## Given text

By Jessica Walrack, writer at Fundbox
Before COVID-19 hit, woman-owned companies were thriving—growing five times faster than the national average and accounting for 42% of all U.S. businesses. But how will the pandemic impact this momentum in the coming year? Women and minorities are, unfortunately, being hit harder than their counterparts due to a variety of disparities. Still, many are looking to the future with hope.
Here’s a closer look at the 2021 predictions for women-owned businesses.
Women-owned business statistics
In a recent survey, you can gain a glimpse into the minds of female business owners.
- Overall business health: Female business owners who ranked their overall business health as “somewhat or very good” fell from 60% in January of 2020 to 47%.
- Revenue: Less than half of female business owners believed their revenues would increase in 2021, compared to 57% of male owners.
- Investments: About 33% of women business owners planned to increase investments in their business, compared to 39% of men.
- Staffing: 24% of female business owners expected to increase staff size, compared to 36% of male business owners.
Women business owners are feeling less confident about overall business health, revenue, investments and staffing than their male counterparts. The following disparities can give insight as to why.
Although female startups generated 10% more cumulative revenue over five years than their male counterparts, investments in female-founded or cofounded companies averaged only 44% of what males alone received.
We saw this disparity in the allocation of Paycheck Protection Program (PPP) and Economic Injury Disaster Loans (EIDLs) from the Small Business Administration. Large banks primarily managed the PPP funds, and they went mostly to bank customers, which do not equally represent minority and women business enterprises. Many were left in need of business loans or grants for women-owned businesses.
Immediate risk disparity
Women and minorities also own a disproportionately higher percentage of businesses that are at immediate risk due to COVID such as those in food service, retail and accommodation.
Domestic responsibility disparity
Further, women are harder hit by the uptick in domestic responsibilities. During the pandemic, a survey found that, on average, women were spending 30 more hours per week on domestic labor than pre-pandemic, 15 hours more per week than men.

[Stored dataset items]
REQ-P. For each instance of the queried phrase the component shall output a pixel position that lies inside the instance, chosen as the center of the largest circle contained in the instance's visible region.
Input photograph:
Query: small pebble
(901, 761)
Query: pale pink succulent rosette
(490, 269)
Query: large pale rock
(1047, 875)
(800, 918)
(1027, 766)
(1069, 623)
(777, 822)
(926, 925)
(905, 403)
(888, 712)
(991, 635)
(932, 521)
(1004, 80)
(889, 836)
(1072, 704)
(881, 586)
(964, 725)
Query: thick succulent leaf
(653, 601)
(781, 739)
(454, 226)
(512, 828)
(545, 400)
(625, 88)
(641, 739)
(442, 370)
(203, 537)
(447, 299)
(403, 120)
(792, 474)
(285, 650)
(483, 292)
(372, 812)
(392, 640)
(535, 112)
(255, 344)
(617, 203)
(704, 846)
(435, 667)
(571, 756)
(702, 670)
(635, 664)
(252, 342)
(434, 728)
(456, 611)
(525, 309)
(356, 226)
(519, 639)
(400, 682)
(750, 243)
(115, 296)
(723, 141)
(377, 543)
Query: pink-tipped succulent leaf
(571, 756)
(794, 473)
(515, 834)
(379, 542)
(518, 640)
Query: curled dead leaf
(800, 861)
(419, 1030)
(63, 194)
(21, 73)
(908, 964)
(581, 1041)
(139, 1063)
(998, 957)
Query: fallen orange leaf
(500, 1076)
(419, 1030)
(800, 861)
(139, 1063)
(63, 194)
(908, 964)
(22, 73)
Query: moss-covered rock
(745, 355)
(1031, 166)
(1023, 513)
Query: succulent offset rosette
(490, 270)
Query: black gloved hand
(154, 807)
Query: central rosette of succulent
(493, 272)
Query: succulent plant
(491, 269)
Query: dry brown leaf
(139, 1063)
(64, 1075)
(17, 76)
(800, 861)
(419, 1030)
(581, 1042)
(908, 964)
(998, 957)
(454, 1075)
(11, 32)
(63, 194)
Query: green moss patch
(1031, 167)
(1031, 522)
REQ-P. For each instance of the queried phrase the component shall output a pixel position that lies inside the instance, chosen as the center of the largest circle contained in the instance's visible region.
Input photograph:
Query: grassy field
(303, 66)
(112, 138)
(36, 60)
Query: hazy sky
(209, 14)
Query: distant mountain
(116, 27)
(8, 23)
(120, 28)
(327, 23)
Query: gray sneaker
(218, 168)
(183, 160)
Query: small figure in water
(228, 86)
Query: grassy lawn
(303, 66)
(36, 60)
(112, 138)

## Requirement
Answer these from the article on women-owned businesses:
(a) What share of all U.S. businesses did woman-owned companies account for before COVID-19?
(b) What percentage of female business owners expected to increase staff size?
(c) According to the pandemic survey on domestic labor, how many more hours per week than men were women spending on it?
None of this data is needed for the tasks.

## Output for this task
(a) 42%
(b) 24%
(c) 15 hours more per week